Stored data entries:
::::
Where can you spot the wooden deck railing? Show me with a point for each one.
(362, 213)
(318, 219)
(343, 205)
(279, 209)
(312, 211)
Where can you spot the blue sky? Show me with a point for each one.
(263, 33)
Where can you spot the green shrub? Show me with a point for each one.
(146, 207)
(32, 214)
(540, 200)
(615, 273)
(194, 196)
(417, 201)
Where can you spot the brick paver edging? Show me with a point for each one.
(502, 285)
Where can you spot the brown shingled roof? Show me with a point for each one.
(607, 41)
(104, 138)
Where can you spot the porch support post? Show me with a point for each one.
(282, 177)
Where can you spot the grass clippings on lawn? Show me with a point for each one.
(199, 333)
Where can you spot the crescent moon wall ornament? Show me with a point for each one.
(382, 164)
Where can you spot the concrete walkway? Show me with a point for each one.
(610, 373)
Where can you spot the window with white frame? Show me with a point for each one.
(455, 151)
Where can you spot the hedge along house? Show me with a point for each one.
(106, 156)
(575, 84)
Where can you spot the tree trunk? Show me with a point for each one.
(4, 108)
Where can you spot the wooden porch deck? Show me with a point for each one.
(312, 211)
::::
WORK INSTRUCTIONS: Could you reproduce all of the entries exactly as they appear?

OUTPUT OF THE TASK:
Where can you spot the wooden deck railing? Show me with a point for each one.
(362, 213)
(318, 219)
(343, 205)
(279, 209)
(312, 211)
Where can you spot the blue sky? Show me with a point for each one.
(263, 33)
Where can you spot the green shrub? Show me with a point for each one.
(146, 207)
(32, 214)
(540, 200)
(615, 273)
(194, 196)
(417, 201)
Where can you spot the brick paver edging? Show me with a point for each one.
(502, 285)
Where can you spot the brown shingled roof? Show me with a point for each one.
(607, 41)
(104, 138)
Where can you spot the porch support post? Show me with a point for each one.
(282, 177)
Where can you spot the grass clippings on lawn? Show me with a point for each one.
(199, 333)
Where can you spot the crescent moon wall ornament? Show me with a point for each one.
(382, 164)
Where can you spot the concrete walkway? Show me with a point for each one.
(610, 373)
Where can you spot the window with white frame? Show me with a point for each one.
(455, 151)
Where can you spot the hedge along house? Show me with a point for each one.
(106, 156)
(575, 84)
Where can you spot the tree trunk? Show me with a point for each one.
(4, 108)
Where can you spot the wooden porch deck? Show me with a point for each one.
(312, 211)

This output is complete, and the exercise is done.